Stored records
** begin **

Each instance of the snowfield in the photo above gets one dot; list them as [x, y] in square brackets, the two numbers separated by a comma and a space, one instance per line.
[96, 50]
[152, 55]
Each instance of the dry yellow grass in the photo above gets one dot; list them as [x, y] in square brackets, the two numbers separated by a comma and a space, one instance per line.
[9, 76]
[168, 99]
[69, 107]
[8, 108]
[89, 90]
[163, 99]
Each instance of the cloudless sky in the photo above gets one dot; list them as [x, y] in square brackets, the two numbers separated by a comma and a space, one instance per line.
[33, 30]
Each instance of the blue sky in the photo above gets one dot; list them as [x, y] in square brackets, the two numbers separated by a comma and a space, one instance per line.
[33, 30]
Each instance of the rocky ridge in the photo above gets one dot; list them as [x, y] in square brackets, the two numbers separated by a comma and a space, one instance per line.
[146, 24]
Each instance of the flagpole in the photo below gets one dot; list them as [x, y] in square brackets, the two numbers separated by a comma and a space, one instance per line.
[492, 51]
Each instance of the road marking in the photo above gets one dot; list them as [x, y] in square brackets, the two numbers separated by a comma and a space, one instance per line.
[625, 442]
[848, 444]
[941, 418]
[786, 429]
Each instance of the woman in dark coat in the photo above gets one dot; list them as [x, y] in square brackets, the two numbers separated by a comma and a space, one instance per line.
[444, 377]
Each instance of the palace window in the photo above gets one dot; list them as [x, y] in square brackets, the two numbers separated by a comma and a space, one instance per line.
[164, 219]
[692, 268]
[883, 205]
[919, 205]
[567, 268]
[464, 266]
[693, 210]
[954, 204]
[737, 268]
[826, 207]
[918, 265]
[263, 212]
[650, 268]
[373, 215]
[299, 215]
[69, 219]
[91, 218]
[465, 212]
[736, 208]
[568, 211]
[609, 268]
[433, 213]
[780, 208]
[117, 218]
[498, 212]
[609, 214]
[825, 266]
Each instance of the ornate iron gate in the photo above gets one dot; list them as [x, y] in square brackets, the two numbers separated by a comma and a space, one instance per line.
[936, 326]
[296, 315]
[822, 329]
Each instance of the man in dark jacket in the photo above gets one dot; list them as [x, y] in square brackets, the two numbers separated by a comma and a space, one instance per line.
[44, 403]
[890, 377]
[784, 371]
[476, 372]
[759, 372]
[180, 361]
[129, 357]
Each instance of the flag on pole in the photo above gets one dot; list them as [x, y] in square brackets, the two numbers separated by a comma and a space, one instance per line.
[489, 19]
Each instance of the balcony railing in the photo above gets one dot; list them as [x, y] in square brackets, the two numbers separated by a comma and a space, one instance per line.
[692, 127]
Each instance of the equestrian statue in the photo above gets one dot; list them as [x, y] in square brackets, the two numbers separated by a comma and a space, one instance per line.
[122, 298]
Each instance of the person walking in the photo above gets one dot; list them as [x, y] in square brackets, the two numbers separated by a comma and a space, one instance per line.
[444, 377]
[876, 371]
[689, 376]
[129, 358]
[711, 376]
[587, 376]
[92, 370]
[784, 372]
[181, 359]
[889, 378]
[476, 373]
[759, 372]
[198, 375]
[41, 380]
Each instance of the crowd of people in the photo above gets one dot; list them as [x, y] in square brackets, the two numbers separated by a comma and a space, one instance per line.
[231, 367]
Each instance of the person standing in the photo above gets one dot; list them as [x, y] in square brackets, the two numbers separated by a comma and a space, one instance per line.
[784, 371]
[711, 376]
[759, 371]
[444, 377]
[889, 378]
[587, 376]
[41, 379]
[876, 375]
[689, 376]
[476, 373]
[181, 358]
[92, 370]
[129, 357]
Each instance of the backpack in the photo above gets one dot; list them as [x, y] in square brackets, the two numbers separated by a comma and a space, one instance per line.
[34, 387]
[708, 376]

** end **

- **TO BE DONE**
Convert the listing above into a two-column CSV with the headers instruction and points. Each row should put one instruction line in the first column and all the coordinate lines under it in the second, with line breaks replaced by spaces and both fields in double quotes.

- **RESPONSE TO THE TASK**
instruction,points
"Each instance of the snowfield in the photo above gets one dot; list them as [x, y] in square brackets, the two numbers separated by a comma and a space, one instance per line.","[96, 50] [152, 55]"
"Each instance of the dry yellow grass in the photo above gets one dot; list them as [x, y] in square brackets, the two numbers separated by a comma and a space, one instance per line.","[9, 76] [168, 99] [69, 107] [8, 108] [89, 90] [163, 99]"
"Each instance of the cloudless sky in the photo above gets one dot; list them as [x, y] in square brackets, the two numbers separated by a comma and a space, one instance per line.","[33, 30]"
"Each instance of the blue sky in the photo above gets one dot; list them as [x, y] in square brackets, the two numbers separated by a comma and a space, one instance per line.","[33, 30]"
"Each instance of the rocky ridge in the photo above gets one dot; list them as [x, y] in square brackets, the two numbers separated by a comma and a space, one instance per line.","[146, 24]"
"Each instance of the flagpole in the photo below gets one dot; list them as [x, y] in square brackets, the two numbers separated by a comma and a space, one instance per line.","[492, 51]"
"Each instance of the road marking in the photo above gets one dot; list them as [x, y] in square brackets, the two numbers separated by a comma and a space, one instance per line.","[625, 442] [848, 444] [941, 418] [786, 429]"
"Each instance of the woman in dark coat in the photo above gets one dot; list them as [x, y] in square brackets, the two numbers separated by a comma and a space, one instance per line.","[444, 377]"
"Each instance of the palace window in the photo above gets one dot; list them as [x, y] in square brackets, the two numbers separated by a comma and a space, one instance per line.","[164, 219] [692, 268] [883, 205] [919, 205] [567, 268] [464, 266] [693, 210] [954, 204] [737, 268] [826, 207] [918, 265] [263, 212] [650, 268] [373, 215] [299, 215] [69, 219] [91, 218] [465, 212] [736, 208] [568, 211] [609, 268] [433, 213] [780, 208] [117, 218] [498, 212] [609, 214] [825, 266]"
"Each instance of the ornate iron gate in the photo above gets one dot; list them as [x, y] in square brackets, the two numbers separated by a comma and a space, one instance per line.","[936, 326] [296, 315] [822, 329]"
"Each instance of the man in dark jacket in the photo above gets one dot; list them as [x, y] in square brackets, the two numbers separated by a comma and a space, one instance per line.","[44, 403] [890, 377] [784, 371] [476, 372] [759, 372] [180, 361] [129, 357]"
"Each instance of the flag on pole in the photo above gets one dot; list them as [x, y] in square brackets, the two numbers separated by a comma and a space, one instance per line.","[489, 19]"
"Each instance of the balcony railing in the photo above gets one dot; list them as [x, y] in square brackets, the two numbers separated by a comma and a space, one instance per line.","[692, 127]"
"Each instance of the equestrian statue in the photo above gets one dot; list them as [x, y] in square brackets, the two numbers separated by a comma and a space, one instance per line.","[122, 298]"
"Each instance of the person walking in the photo above gets one dot; list them as [x, y] in square brackets, the two numbers separated by a comma and a space, one instance per line.","[444, 377] [876, 371] [689, 376] [129, 358] [711, 376] [587, 376] [92, 370] [784, 372] [181, 359] [889, 378] [476, 373] [759, 372] [198, 375] [41, 380]"
"Each instance of the crowd of people in the photo above gets one dot; list them as [x, y] in square brackets, the two numbers separated by a comma and a space, one instance per line.","[231, 367]"
"Each instance of the person standing in the photo above gets one dot; list them as [x, y] in square brackets, the two numbers separated by a comma and a space, one instance per line.","[784, 371] [711, 376] [759, 371] [444, 377] [889, 378] [587, 376] [41, 379] [876, 375] [689, 376] [476, 373] [181, 358] [92, 370] [129, 357]"
"Each instance of the backpack in the photo above gets one dot; list them as [x, y] in square brackets, the two numbers separated by a comma and a space, one instance per line.","[34, 387] [708, 376]"